_AIM_: Please print every line from the one containing "chair and record the coordinates." through the last line of the records below, exactly as written and nothing more.

Data listing:
--------------------

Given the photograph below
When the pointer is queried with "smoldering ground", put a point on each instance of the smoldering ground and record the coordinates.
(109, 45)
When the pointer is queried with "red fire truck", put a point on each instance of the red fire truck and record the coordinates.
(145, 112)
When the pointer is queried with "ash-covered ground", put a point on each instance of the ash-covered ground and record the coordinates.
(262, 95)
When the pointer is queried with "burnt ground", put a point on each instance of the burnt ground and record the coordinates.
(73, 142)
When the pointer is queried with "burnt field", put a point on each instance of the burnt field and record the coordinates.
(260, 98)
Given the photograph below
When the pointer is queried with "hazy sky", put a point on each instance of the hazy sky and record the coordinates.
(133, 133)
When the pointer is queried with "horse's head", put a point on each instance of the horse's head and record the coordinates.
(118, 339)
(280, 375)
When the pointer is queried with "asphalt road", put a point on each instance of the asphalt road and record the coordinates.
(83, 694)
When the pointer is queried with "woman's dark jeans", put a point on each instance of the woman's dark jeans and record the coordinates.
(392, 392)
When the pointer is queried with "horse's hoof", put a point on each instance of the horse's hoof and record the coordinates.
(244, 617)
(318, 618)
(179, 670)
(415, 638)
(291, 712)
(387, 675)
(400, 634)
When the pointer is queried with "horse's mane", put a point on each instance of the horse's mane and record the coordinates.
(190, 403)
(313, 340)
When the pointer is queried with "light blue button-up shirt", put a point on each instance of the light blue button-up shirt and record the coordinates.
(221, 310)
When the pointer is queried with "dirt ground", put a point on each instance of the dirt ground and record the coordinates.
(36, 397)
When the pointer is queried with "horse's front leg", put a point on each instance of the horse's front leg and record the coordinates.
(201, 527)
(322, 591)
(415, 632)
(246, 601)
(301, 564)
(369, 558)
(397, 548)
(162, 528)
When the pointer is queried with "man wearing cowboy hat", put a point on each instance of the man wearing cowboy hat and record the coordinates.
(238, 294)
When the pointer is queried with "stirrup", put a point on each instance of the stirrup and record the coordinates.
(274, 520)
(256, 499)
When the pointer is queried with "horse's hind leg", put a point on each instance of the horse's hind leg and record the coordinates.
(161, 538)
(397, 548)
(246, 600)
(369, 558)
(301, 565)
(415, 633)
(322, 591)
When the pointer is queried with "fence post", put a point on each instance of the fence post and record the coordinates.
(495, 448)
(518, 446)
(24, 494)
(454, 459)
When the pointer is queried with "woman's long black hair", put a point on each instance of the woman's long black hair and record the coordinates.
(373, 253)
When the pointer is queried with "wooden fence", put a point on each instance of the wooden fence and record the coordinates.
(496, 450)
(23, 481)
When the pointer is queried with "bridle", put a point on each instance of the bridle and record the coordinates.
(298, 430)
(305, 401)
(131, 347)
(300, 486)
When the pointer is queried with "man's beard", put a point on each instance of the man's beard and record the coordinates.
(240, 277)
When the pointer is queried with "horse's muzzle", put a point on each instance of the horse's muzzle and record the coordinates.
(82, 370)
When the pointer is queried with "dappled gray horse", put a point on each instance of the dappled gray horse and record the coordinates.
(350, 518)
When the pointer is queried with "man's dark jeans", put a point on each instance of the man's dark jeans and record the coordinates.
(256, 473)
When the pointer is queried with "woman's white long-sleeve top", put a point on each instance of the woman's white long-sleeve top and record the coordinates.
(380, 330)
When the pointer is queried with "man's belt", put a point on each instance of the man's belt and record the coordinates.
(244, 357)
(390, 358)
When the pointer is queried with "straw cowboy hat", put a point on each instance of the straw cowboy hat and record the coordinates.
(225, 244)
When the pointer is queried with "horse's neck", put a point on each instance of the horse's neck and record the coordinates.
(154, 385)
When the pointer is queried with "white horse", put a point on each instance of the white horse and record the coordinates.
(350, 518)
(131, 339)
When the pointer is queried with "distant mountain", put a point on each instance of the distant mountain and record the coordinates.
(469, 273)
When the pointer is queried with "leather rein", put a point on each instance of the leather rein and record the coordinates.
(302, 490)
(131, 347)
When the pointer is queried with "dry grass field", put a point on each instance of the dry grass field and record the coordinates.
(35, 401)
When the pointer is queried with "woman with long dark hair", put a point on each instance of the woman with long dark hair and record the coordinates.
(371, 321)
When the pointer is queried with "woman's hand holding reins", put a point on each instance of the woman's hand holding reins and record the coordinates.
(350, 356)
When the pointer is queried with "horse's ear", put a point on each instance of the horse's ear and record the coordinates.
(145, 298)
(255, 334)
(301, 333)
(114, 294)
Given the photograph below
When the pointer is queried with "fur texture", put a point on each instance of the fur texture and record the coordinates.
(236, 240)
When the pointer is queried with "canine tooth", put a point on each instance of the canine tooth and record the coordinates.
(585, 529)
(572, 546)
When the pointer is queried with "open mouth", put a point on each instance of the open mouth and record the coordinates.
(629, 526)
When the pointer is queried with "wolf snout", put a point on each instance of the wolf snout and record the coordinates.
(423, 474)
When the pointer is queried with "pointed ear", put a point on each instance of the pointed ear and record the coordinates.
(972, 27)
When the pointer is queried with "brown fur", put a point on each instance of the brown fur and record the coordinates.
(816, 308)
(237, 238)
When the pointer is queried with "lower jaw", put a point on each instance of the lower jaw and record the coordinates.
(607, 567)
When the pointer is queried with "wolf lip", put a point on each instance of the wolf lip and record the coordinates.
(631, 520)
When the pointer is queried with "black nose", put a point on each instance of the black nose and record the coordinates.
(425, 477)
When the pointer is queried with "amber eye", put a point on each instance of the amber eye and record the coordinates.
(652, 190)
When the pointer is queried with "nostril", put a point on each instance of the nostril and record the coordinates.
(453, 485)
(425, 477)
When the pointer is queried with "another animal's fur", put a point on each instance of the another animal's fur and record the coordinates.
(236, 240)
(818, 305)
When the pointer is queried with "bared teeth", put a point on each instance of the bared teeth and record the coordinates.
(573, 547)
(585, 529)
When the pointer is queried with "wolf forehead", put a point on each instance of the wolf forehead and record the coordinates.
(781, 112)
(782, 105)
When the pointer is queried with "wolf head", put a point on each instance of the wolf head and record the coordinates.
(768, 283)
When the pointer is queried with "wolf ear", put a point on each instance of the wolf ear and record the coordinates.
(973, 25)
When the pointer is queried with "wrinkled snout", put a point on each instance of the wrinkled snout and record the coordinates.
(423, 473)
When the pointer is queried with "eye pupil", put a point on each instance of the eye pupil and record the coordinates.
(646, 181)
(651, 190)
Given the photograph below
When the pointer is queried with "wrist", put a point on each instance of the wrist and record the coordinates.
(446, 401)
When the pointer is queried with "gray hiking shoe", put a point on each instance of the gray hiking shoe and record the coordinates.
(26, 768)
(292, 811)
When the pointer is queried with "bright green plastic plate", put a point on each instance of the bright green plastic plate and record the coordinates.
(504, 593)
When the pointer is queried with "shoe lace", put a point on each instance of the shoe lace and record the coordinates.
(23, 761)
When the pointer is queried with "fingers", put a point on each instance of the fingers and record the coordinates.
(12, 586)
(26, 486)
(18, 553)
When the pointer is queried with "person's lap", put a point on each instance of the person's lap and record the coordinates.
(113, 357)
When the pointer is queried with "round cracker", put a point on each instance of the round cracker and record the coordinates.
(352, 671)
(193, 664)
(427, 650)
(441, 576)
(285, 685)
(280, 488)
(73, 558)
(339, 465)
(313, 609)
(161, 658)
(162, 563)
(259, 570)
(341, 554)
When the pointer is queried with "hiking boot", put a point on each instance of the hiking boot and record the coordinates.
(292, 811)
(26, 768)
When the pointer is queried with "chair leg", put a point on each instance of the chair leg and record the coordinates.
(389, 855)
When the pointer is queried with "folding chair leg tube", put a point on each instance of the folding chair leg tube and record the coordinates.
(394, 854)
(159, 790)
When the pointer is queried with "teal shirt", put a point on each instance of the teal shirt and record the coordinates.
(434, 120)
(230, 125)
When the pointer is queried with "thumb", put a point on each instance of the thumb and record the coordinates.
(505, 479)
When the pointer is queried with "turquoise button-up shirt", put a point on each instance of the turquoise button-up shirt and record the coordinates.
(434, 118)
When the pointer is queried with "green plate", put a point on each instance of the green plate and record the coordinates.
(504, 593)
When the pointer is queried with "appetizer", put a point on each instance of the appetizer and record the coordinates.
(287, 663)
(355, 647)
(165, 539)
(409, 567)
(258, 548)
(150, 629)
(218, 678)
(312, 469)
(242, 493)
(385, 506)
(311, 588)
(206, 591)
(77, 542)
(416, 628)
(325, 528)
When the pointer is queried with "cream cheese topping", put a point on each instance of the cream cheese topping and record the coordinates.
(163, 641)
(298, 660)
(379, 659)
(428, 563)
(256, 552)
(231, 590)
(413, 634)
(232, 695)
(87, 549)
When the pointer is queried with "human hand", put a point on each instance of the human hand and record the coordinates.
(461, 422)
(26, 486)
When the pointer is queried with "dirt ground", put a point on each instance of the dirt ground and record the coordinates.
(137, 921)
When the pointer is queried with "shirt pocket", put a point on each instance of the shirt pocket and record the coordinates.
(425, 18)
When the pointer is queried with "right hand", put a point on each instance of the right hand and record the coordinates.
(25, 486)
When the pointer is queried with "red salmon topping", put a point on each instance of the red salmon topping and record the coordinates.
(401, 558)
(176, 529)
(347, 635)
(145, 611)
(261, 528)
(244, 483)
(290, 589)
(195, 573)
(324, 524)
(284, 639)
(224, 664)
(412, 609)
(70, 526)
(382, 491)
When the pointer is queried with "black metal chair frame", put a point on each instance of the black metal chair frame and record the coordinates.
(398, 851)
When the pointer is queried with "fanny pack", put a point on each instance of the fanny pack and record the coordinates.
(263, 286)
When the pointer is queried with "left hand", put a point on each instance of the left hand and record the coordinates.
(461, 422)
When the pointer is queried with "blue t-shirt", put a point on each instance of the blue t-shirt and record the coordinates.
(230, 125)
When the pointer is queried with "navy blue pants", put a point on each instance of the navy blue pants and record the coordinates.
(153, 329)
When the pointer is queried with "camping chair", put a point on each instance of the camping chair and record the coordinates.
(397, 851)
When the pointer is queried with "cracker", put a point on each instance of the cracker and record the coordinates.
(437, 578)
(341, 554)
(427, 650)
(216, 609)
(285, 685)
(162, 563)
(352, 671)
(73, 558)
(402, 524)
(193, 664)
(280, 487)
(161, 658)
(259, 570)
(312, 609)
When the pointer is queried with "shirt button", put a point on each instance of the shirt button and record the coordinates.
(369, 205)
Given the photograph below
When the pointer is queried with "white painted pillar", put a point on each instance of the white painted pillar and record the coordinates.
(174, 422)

--------------------

_RESULT BELOW_:
When the pointer is queried with "camping chair", put a point on each instance of the camping chair and record the coordinates.
(397, 851)
When the pointer is queried with "cracker", put a point on each instance of the cracker and record the coordinates.
(437, 578)
(341, 554)
(427, 650)
(216, 609)
(285, 685)
(162, 563)
(352, 671)
(73, 558)
(402, 524)
(193, 664)
(280, 487)
(161, 658)
(259, 570)
(312, 609)
When the pointer is queried with "shirt button", put a point on each instance of the shirt button and record the coordinates.
(369, 205)
Given the photograph below
When the pointer is queried with "white painted pillar", put a point on each instance of the white painted pillar and record the coordinates.
(174, 422)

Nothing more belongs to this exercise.